WHAT YOU HAVE TO DO:
Carry on the passage about a defendant's right to counsel, picking up right after its final sentence.

Caution is advised, however, on forcing a defendant to trial without an attorney.
In United States v. Kennard, 799 F.2d 556 (9th Cir. 1986), the
defendant waived counsel and proceeded with assistance of lay counsel. The
jury was unable to reach a verdict, and the trial court, weary of the defendant's
repeated attempts to delay and disrupt the trial, denied the defendant's motion
for a continuance of the retrial to obtain representation. The Ninth Circuit
overturned the resulting conviction, holding that the earlier waiver of counsel
had no effect on the defendant's right to counsel at the second trial. Kennard,
799 F.2d at 557.
The reason for the court's denial of a continuance to obtain counsel should
be made clear on the record. In United States v. Wadsworth, 830
F.2d 1500 (9th Cir. 1987), the Ninth Circuit ordered a new trial because there
was no record that the defendant was attempting to interfere with the efficient
administration of justice by requesting a continuance to retain counsel. Wadsworth,
830 F.2d at 1504-05. The court held that the defendant did not waive his right
to counsel by failing to request a court-appointed attorney, stating, "[a]n
indigent defendant's right to counsel under the Sixth Amendment is not contingent
upon his request for appointed counsel." Wadsworth, 830
F.2d at 1505.
In order to obtain court-appointed counsel, the defendant must prove he lacks
the resources to retain counsel. A defendant who refuses, on Fifth Amendment
grounds, to submit a financial affidavit to the court may impliedly waive his
right to counsel. See United States v. Davis, 958 F.2d 47, 48-49
(4th Cir.), cert. denied, 113 S. Ct. 223 (1992). In such cases, the
court can order that the government not use the information supplied by the
defendant as part of its direct case. The court need not grant defendant's
request that such information be supplied to the court in camera and without
the government's participation. See United States v. Harris,
707 F.2d 653, 663 (2d Cir.), cert. denied, 464 U.S. 997 (1983); United
States v. Sarsoun, 834 F.2d 1358, 1363 (7th Cir. 1987). Until the government
attempts to use the information obtained against the defendant at trial, "any
encroachment on the Fifth Amendment protection against self-incrimination is
speculative and prospective only." Sarsoun, 834 F.2d at
1364. The defendant's Sixth Amendment rights are not violated when a court
refuses to appoint counsel until the defendant completes the required forms. United
States v. Krzyske, 836 F.2d 1013, 1018-19 (6th Cir.), cert. denied,
488 U.S. 832 (1988).

MATERIAL SUPPLIED:
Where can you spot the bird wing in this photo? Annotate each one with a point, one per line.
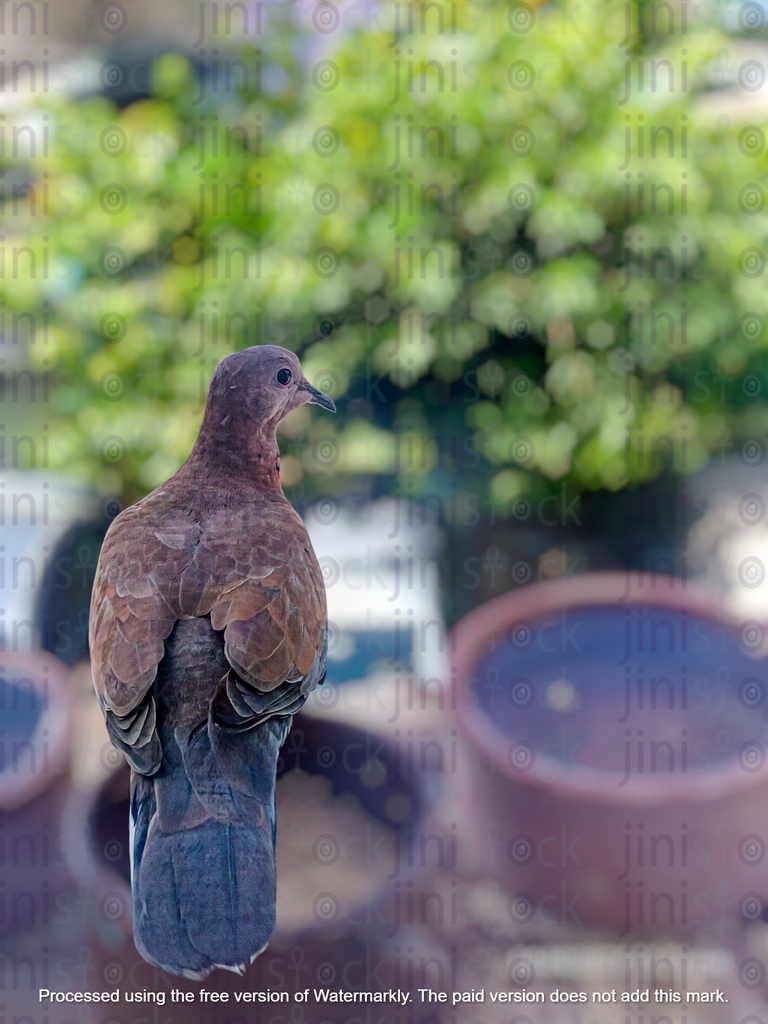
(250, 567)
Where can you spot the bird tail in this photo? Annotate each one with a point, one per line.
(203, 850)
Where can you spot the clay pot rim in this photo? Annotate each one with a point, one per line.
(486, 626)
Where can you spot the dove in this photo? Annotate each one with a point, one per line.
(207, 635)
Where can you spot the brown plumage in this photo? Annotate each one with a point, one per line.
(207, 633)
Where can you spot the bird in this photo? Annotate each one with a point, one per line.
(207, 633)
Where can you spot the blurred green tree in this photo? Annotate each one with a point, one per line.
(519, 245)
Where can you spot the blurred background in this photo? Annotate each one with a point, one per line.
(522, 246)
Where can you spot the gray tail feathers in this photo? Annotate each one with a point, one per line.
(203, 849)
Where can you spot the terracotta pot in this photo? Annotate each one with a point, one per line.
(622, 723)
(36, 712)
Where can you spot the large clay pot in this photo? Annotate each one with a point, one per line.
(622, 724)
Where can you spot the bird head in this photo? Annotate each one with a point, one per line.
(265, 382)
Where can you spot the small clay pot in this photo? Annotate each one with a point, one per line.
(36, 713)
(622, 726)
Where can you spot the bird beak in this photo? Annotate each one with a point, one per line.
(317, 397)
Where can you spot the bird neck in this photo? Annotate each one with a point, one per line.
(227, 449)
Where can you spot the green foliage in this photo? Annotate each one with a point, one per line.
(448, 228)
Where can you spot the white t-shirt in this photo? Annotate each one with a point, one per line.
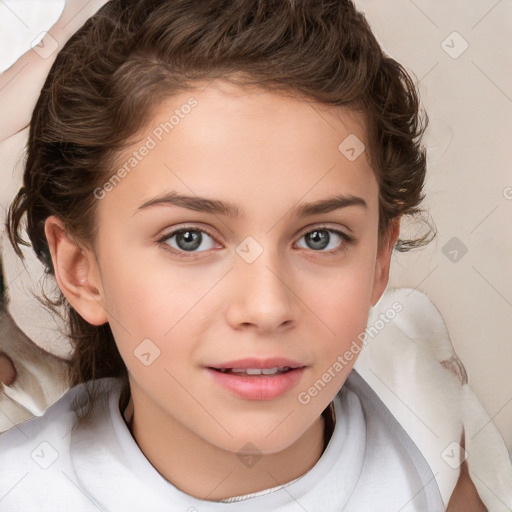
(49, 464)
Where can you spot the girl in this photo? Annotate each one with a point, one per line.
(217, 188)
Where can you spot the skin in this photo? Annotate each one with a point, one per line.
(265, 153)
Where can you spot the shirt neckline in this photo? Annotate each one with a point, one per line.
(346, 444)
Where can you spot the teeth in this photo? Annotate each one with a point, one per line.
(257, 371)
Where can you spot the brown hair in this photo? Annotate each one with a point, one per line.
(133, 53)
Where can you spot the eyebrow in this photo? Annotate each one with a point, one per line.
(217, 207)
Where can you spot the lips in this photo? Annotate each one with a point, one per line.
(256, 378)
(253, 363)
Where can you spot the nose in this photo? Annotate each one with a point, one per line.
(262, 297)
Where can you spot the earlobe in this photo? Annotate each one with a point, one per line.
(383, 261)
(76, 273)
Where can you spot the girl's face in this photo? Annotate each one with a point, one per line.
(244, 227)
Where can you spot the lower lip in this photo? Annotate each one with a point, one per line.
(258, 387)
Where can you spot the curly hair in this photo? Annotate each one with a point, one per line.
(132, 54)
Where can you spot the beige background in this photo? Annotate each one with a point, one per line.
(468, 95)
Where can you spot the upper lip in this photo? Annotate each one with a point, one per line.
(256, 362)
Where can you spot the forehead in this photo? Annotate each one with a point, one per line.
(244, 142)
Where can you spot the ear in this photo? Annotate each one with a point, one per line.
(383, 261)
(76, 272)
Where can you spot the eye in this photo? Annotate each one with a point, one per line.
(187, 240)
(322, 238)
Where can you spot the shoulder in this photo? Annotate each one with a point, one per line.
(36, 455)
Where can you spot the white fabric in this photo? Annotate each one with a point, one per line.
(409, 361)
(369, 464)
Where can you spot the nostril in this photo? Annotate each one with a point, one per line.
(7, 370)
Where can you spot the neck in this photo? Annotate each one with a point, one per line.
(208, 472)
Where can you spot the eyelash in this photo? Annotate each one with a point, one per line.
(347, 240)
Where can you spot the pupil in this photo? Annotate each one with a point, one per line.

OUTPUT OF THE EXERCISE:
40.15[2] Jury Nullification
"Jury nullification" is the concept that a jury has the right to
ignore a judge's instructions on the law in a trial if they feel the law is
unjust and acquit the defendant even if the government has proven guilt beyond
a reasonable doubt. Protestors often argue that the authors of the Bill of
Rights intended the Sixth Amendment to incorporate such a right. There is no
constitutional right to a jury nullification instruction. United States
v. Krzyske, 836 F.2d 1013, 1021 (6th Cir. 1988) (upholding court's
response to jury's inquiry about meaning of "jury nullification" that "[t]here
is no such thing as valid jury nullification. Your obligation is to follow
the instructions of the court as to the law given to you."); United
States v. Drefke, 707 F.2d 978, 982 (8th Cir.), cert. denied,
464 U.S. 942 (1983); United States v. Buttorff, 572 F.2d 619,
627 (8th Cir.), cert. denied, 437 U.S. 906 (1978); United States
v. Powell, 955 F.2d 1206, 1213 (9th Cir. 1992); United States
v. Irwin, 561 F.2d 198, 201 (10th Cir. 1977), cert. denied,
434 U.S. 1012 (1978). See also United States v. Dougherty, 473
F.2d 1113, 1130-1137 (D.C. Cir. 1972) for a thorough discussion of the issue
of jury nullification and its historical origins.
_______________________
Footnotes:
1. The Tax Division maintains a "Criminal Tax Protest Case Issues List" which
tracks recurring issues in these prosecutions. The list is updated annually
and contains more than 40 issues. The list is available on Juris in the
Protest file within the tax file group. Prosecutors interested in obtaining
a copy
of the protest list should contact the Criminal Appeals and Tax Enforcement
Policy Section of the Tax Division at (202) 514-5396.
2. The statute of limitations for supplying a false Form W-4 in violation
of section 7205 is three years -- not the six years common to most criminal
tax offenses. 26 U.S.C. § 6531. But the statute of limitations is
six years where the charge is a Spies evasion, pursuant to section 7201.
See
Section 40.04, infra.
3. Some courts have held that a defendant cannot be sentenced on both Spies
evasion and failure to file charges regarding the same year because section
7203 is a lesser included offense of section 7201. United States
v. Snyder,
766 F.2d 167, 171 (4th Cir. 1985); United States v. Buckley, 586 F.2d 498,
504-05 (5th Cir. 1978), cert. denied, 440 U.S. 982 (1979). Tax Division Memorandum
dated February 12, 1993 Regarding Lesser Included Offenses adopts the strict
elements test of Schmuck v. United States, 489 U.S. 705, 709-10 (1989), and
concludes that a section 7203 failure to file is not a lesser included offense
of a section 7201 attempted evasion of tax. See Section 8.08, supra.
4. This Section also prohibits assaults on Internal Revenue Service personnel.
The Criminal Division has jurisdiction over this offense. See United States
Attorneys' Manual (USAM) 9-65.601, 9-65.602, and 9-65.624.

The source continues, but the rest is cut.